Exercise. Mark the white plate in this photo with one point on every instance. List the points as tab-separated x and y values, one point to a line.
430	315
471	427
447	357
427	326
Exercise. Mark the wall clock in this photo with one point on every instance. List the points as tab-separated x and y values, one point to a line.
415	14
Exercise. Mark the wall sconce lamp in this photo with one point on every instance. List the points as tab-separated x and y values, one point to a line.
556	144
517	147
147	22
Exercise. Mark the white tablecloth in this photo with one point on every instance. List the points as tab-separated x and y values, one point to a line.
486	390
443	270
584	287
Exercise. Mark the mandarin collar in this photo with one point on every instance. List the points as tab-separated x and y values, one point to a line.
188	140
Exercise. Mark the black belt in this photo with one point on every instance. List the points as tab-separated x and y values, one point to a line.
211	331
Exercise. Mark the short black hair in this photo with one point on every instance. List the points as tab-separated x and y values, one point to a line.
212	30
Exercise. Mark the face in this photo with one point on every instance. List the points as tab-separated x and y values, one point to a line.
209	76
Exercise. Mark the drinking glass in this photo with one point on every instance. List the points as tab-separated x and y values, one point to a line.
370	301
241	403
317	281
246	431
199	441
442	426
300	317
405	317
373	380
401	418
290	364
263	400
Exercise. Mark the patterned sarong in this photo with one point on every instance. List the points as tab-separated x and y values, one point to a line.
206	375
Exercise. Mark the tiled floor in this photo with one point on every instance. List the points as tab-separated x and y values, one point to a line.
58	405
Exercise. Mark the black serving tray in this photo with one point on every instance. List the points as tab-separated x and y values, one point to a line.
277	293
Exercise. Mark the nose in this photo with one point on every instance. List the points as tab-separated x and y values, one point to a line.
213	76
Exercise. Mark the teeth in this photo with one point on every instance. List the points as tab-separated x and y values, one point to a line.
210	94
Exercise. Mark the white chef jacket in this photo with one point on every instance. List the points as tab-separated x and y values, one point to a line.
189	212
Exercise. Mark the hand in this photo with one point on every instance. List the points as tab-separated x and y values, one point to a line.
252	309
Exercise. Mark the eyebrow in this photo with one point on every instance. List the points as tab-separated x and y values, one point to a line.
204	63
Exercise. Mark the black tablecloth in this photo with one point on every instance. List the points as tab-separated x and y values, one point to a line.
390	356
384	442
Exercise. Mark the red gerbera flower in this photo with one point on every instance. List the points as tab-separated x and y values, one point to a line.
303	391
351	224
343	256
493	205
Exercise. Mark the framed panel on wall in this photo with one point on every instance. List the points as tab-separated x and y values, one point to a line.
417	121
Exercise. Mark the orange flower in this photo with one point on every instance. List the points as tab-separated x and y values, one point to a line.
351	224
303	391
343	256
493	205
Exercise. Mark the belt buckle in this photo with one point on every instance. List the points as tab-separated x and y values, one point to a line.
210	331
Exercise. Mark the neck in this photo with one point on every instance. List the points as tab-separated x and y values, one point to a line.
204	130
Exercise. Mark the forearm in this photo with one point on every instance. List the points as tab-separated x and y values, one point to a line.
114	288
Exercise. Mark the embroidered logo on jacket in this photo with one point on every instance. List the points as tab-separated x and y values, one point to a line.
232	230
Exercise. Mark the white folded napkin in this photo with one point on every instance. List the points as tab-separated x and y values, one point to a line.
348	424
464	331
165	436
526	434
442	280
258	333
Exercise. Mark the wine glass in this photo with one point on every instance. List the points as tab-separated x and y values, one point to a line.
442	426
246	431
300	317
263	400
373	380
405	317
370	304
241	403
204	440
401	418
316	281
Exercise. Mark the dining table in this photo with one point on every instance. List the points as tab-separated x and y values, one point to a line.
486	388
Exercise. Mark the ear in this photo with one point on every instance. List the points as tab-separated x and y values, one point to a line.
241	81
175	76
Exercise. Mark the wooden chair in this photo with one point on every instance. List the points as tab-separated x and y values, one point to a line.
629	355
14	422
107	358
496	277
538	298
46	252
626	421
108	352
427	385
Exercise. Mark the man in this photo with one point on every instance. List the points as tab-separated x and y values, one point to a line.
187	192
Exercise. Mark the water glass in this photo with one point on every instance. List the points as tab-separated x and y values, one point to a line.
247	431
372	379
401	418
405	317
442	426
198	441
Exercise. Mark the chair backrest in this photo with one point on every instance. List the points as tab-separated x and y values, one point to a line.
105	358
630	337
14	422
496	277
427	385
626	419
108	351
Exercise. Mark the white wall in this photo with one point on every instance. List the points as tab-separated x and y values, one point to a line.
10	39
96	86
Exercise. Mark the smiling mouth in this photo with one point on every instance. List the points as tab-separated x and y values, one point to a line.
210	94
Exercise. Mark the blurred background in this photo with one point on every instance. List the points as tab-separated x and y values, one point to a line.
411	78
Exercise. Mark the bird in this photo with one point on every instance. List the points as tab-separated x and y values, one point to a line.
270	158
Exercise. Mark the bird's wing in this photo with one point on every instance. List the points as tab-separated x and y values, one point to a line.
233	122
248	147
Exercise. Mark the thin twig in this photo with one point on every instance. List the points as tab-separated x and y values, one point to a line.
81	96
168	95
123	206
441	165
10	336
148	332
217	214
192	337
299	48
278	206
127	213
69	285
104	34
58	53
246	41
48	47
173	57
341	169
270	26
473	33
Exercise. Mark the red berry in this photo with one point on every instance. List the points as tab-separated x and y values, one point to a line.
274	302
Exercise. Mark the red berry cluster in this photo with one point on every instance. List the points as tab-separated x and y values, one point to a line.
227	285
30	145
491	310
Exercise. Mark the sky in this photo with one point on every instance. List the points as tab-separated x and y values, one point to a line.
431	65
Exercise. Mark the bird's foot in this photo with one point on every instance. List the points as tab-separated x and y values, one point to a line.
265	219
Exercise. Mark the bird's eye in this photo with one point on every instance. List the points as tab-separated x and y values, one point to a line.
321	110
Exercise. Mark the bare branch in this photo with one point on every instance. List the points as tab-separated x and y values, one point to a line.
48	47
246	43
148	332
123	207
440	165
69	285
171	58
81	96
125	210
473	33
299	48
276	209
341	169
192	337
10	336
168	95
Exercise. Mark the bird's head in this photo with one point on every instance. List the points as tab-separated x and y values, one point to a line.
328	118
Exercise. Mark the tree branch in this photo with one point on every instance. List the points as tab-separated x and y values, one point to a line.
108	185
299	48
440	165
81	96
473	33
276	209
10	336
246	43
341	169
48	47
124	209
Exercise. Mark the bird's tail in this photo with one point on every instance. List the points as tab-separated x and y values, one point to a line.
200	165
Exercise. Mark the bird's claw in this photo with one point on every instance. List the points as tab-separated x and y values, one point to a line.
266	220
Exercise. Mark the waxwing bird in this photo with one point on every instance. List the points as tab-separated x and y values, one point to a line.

## Work task:
Retype all the material exactly, missing nothing.

## Result:
Exercise. Mark the white plate in this photo with one point on every instance. List the points as tab-separated x and y values, one point to a line.
430	315
471	427
447	357
427	326
Exercise. Mark the wall clock in this photo with one point on every instance. List the points as tab-separated x and y values, one point to a line.
415	14
Exercise. Mark the wall sconce lamp in this photo with one point on every instance. List the points as tab-separated x and y values, one point to a line.
556	144
517	147
147	22
Exercise. Mark the white tablecloth in this photo with one point on every instance. List the points as tab-separated x and y values, one point to a line.
486	390
443	270
584	287
Exercise. Mark the mandarin collar in this photo with one point on every instance. List the points as tab-separated x and y values, one point to a line.
188	140
Exercise. Mark the black belt in this photo with one point on every instance. List the points as tab-separated x and y values, one point to a line.
211	331
Exercise. Mark the short black hair in this photo with one point on every instance. List the points as tab-separated x and y values, one point to a line.
212	30
Exercise. Mark the face in this photo with one point on every instance. List the points as tab-separated x and y values, one point to a line.
209	76
Exercise. Mark the drinking glass in this photo with one point on every instance. List the points as tab-separated x and y values, one point to a line.
370	301
241	403
317	281
246	431
199	441
442	426
300	317
405	317
373	380
401	418
290	364
263	400
Exercise. Mark the patterned sarong in this photo with one point on every instance. List the points as tab-separated x and y values, one point to a line.
206	375
Exercise. Mark the tiled floor in this photo with one point on every instance. List the points as tab-separated x and y values, one point to a line.
58	405
Exercise. Mark the black serving tray in this photo with one point on every instance. List the points as tab-separated x and y values, one point to a line.
277	293
Exercise. Mark the nose in this photo with one point on every instance. List the points as tab-separated x and y values, one point to a line.
213	76
Exercise. Mark the teeth in this photo with one point on every instance. List the points as tab-separated x and y values, one point to a line.
210	94
Exercise. Mark the white chef jacket in this photo with one point on every instance. List the points as tab-separated x and y values, one point to a line.
189	212
Exercise. Mark the hand in this photo with one point on every instance. List the points as tab-separated x and y values, one point to a line.
252	309
Exercise. Mark the eyebrow in this photo with one point on every instance. List the points as tab-separated x and y values, one point to a line.
204	63
Exercise. Mark the black tablecloth in this photo with one point on every instance. List the points as tab-separated x and y values, one point to a line.
390	356
384	442
Exercise. Mark the red gerbera flower in this photo with one point on every instance. List the points as tab-separated x and y values, one point to a line.
303	391
351	224
343	256
493	205
Exercise. Mark the framed panel on wall in this photo with one point on every instance. List the points as tab-separated x and y values, one point to a line.
417	121
Exercise. Mark the orange flower in this photo with one point on every instance. List the points as tab-separated x and y values, one point to a line.
351	224
303	391
343	256
493	205
Exercise. Mark the belt buckle in this photo with one point on every instance. List the points as tab-separated x and y values, one point to a line.
210	331
Exercise. Mark the neck in this photo with one point on every instance. List the points as tab-separated x and y values, one point to a line.
204	130
Exercise. Mark the forearm in this photo with one point on every instance. List the points as tab-separated x and y values, one point to a line.
114	288
Exercise. Mark the embroidered logo on jacket in this photo with one point on every instance. List the points as tab-separated x and y values, one point to a line.
232	230
Exercise. Mark the white folded napkin in this photo with one point on every instance. List the points as tab-separated x and y values, one point to a line.
348	424
464	331
165	436
526	434
442	280
258	333
Exercise. Mark the wine glass in this photo with one point on every instance. List the points as tab-separated x and y values, one point to a line.
442	426
246	431
300	317
263	400
373	380
405	317
370	304
241	403
204	440
401	418
316	281
Exercise. Mark the dining table in this photo with one point on every instance. List the points as tab-separated x and y values, one point to a line.
486	388
Exercise. Mark the ear in this photo with one point on every instance. List the points as tab-separated x and y values, one point to a line.
241	81
175	76
Exercise. Mark the wooden chair in this photo with one point on every instance. List the points as tab-separated x and y values, one point to a line.
629	355
14	422
107	358
496	277
538	298
46	252
626	421
108	352
427	385
Exercise. Mark the man in this photo with one point on every instance. List the points as tab-separated x and y values, one point to a line.
187	192
Exercise. Mark the water glass in this photo with one point on every instance. List the points as tab-separated x and y values, one point to a line.
247	431
372	379
401	418
405	317
442	426
198	441
Exercise. Mark the chair backrest in this photo with one point on every instance. List the points as tab-separated x and y values, one point to a line.
105	358
630	337
14	422
496	277
427	385
626	419
108	351
Exercise. Mark the white wall in this photo with one point on every instance. List the points as tab-separated x and y values, one point to a line.
10	39
96	86
Exercise. Mark the smiling mouth in this photo with one point on every instance. List the points as tab-separated x and y values, one point to a line.
210	94
Exercise. Mark the blurred background in this photo with one point on every instance. List the points as tab-separated x and y values, one point to a line.
411	78
Exercise. Mark the bird in this photo with one point on every instance. List the points as tab-separated x and y values, one point to a line.
270	158
Exercise. Mark the bird's wing in this photo with one point on every instance. List the points as tab-separated x and y values, one point to a line.
233	122
248	147
Exercise. Mark the thin twig in this photo with one point on every instance. List the points as tab-separated x and y values, one point to a line.
81	96
168	95
123	206
441	165
10	336
148	332
217	214
192	337
299	48
278	206
127	213
69	285
104	34
58	53
246	41
48	47
173	57
341	169
270	26
473	33
Exercise. Mark the red berry in this photo with one point on every instance. List the points as tab-separated x and y values, one point to a line.
274	302
Exercise. Mark the red berry cluster in this photo with one point on every instance. List the points as tab-separated x and y values, one point to a line.
227	285
30	145
491	310
Exercise. Mark the sky in this photo with one point on every instance. List the points as tab-separated x and y values, one point to a line.
431	65
Exercise. Mark the bird's foot in this photo with one point on every instance. List the points as tab-separated x and y values, one point to a line.
265	219
Exercise. Mark the bird's eye in this photo with one point on every instance. List the points as tab-separated x and y values, one point to a line.
321	110
Exercise. Mark the bare branch in this photo with one point on every instance. List the points as tab-separated x and y values, one point to a line.
48	47
246	43
148	332
123	207
440	165
69	285
171	58
81	96
125	210
473	33
299	48
276	209
341	169
192	337
10	336
168	95
Exercise. Mark the bird's head in this photo with one point on every instance. List the points as tab-separated x and y values, one point to a line.
328	118
Exercise. Mark the tree branch in this photo with one point on every instance. List the points as tab-separated x and y values, one point to a line.
108	185
299	48
440	165
81	96
473	33
276	209
10	336
246	43
341	169
48	47
124	209
Exercise. Mark the bird's tail in this photo with one point on every instance. List the points as tab-separated x and y values, one point to a line.
200	165
Exercise. Mark the bird's claw in this photo with one point on every instance. List the points as tab-separated x and y values, one point to a line.
266	220
Exercise. Mark the waxwing bird in this photo with one point on every instance. List the points as tab-separated x and y values, one point to a line.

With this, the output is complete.